Stored rows:
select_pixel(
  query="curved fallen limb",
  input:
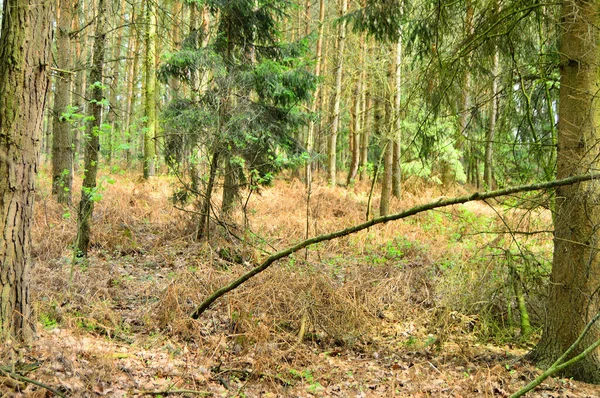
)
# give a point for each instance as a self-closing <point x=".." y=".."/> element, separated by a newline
<point x="380" y="220"/>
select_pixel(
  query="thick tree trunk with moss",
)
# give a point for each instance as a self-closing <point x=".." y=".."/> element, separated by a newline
<point x="92" y="144"/>
<point x="150" y="93"/>
<point x="574" y="288"/>
<point x="62" y="151"/>
<point x="24" y="62"/>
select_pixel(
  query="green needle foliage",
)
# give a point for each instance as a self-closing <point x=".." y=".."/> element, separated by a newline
<point x="246" y="88"/>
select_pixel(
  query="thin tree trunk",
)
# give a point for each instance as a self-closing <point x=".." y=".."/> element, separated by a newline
<point x="204" y="222"/>
<point x="112" y="116"/>
<point x="134" y="52"/>
<point x="24" y="62"/>
<point x="397" y="133"/>
<point x="92" y="145"/>
<point x="62" y="152"/>
<point x="364" y="135"/>
<point x="335" y="101"/>
<point x="488" y="178"/>
<point x="355" y="132"/>
<point x="310" y="136"/>
<point x="80" y="79"/>
<point x="150" y="92"/>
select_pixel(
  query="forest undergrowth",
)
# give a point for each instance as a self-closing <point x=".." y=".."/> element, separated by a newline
<point x="424" y="307"/>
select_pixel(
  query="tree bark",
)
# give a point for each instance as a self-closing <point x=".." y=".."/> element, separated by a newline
<point x="396" y="136"/>
<point x="80" y="80"/>
<point x="310" y="135"/>
<point x="114" y="109"/>
<point x="92" y="144"/>
<point x="134" y="53"/>
<point x="24" y="62"/>
<point x="575" y="280"/>
<point x="488" y="178"/>
<point x="62" y="150"/>
<point x="150" y="92"/>
<point x="336" y="99"/>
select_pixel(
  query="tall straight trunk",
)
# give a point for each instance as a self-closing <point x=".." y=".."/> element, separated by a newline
<point x="204" y="223"/>
<point x="80" y="79"/>
<point x="337" y="95"/>
<point x="112" y="116"/>
<point x="150" y="91"/>
<point x="397" y="133"/>
<point x="132" y="74"/>
<point x="464" y="108"/>
<point x="387" y="133"/>
<point x="310" y="136"/>
<point x="386" y="181"/>
<point x="357" y="115"/>
<point x="364" y="134"/>
<point x="62" y="152"/>
<point x="92" y="144"/>
<point x="24" y="62"/>
<point x="354" y="134"/>
<point x="573" y="297"/>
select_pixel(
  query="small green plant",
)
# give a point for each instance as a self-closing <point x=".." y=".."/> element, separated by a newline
<point x="48" y="320"/>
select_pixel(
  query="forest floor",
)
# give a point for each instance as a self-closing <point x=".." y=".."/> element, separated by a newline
<point x="421" y="307"/>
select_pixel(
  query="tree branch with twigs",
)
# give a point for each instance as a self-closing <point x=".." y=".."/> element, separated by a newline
<point x="381" y="220"/>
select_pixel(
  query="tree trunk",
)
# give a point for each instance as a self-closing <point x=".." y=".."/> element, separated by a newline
<point x="488" y="178"/>
<point x="355" y="133"/>
<point x="364" y="134"/>
<point x="62" y="152"/>
<point x="134" y="53"/>
<point x="386" y="182"/>
<point x="112" y="116"/>
<point x="150" y="92"/>
<point x="573" y="298"/>
<point x="335" y="101"/>
<point x="80" y="80"/>
<point x="310" y="136"/>
<point x="24" y="61"/>
<point x="204" y="223"/>
<point x="92" y="144"/>
<point x="396" y="136"/>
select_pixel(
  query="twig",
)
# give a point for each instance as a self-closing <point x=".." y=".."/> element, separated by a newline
<point x="169" y="392"/>
<point x="24" y="379"/>
<point x="381" y="220"/>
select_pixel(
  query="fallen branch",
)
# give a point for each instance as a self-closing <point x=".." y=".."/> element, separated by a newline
<point x="173" y="391"/>
<point x="24" y="379"/>
<point x="380" y="220"/>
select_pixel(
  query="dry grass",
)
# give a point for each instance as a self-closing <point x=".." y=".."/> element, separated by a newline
<point x="377" y="290"/>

What to produce:
Locate every line in the records above that contains the word "green", and copy each of those lines.

Result below:
  query="green needle foliage",
  query="small green plant",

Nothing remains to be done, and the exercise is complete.